• **BRIEF**
Copy out all of the data below, replacing each instance of "bounding box" with "rectangle" and leaving every other part unchanged.
START RAW RECORDS
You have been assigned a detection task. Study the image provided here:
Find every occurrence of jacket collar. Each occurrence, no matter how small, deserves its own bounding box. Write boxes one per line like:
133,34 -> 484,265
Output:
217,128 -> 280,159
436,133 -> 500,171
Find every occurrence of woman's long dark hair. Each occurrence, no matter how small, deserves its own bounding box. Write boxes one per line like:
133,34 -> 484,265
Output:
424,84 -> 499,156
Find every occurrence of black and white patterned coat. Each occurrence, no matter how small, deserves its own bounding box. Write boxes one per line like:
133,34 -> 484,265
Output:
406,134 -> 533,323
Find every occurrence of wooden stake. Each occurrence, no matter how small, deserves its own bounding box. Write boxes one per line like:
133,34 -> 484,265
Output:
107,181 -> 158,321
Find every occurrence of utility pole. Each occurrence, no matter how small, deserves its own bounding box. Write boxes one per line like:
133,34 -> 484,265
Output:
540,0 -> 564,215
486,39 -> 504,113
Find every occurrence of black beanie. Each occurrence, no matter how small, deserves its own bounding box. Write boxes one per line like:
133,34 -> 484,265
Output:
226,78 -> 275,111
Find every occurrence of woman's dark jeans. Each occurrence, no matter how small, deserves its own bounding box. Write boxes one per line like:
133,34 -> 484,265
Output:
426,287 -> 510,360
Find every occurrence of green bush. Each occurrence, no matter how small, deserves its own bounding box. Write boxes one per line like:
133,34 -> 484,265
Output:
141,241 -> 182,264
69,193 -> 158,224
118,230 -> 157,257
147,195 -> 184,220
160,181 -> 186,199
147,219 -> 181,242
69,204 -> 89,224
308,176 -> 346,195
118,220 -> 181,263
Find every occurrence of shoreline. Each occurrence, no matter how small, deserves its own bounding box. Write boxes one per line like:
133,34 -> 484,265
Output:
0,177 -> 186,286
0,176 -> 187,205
END RAW RECORDS
• **SOLUTION**
You have been assigned a detection task. Study the image provided here:
Find every occurrence of jacket collar. Each occurrence, no matter how small, deserves its own rectangle. Write boxes one per line like:
133,34 -> 484,265
Output:
217,128 -> 280,159
436,133 -> 500,171
Find every occurrence of woman's long dark hair. Each occurrence, no matter how small, deserves its own rectangle. Write boxes one per line like:
133,34 -> 484,265
Output:
424,84 -> 499,156
Find every occurrence of black and white patterned coat. Each occurrence, no matter how small, deserves its own rectangle. Write boxes one per line like:
133,34 -> 484,265
Output:
406,134 -> 533,323
Find every occurrence of wooden stake. Each occurrence, no matter how small, deserves its own rectangle. Write boxes one per line like:
133,34 -> 484,265
Output:
107,181 -> 158,321
Find every occurrence of utility pole. Each occurrence, no matter how small, deserves its own rectangle. Write boxes one per line like:
133,34 -> 484,265
Output:
540,0 -> 564,215
486,39 -> 504,113
Find every occurrence of black beanie. Each occurrence, no matter how small, deserves its own rectangle. Write boxes one per line like:
133,34 -> 484,265
Output:
226,78 -> 275,111
Find every occurrence of woman's dark jeans. Each occurrence, no matter how small, deserves its own rectangle. Write boxes one per line like:
133,34 -> 484,265
Output:
426,287 -> 510,360
Find every occurrence of green bush. Each occurrence, no matter how small, deserves its own rectangle. Write boxes one per line like:
133,34 -> 484,265
Output:
141,241 -> 182,264
69,193 -> 158,224
118,230 -> 157,257
147,195 -> 184,220
160,181 -> 186,199
147,219 -> 181,242
69,204 -> 89,224
308,176 -> 346,195
118,220 -> 181,263
Find every occurrence of shoreline. Each occurrence, no matter how small, deserves its own rectangle. Write boxes one per line like:
133,34 -> 484,265
Output:
0,177 -> 186,286
0,176 -> 187,205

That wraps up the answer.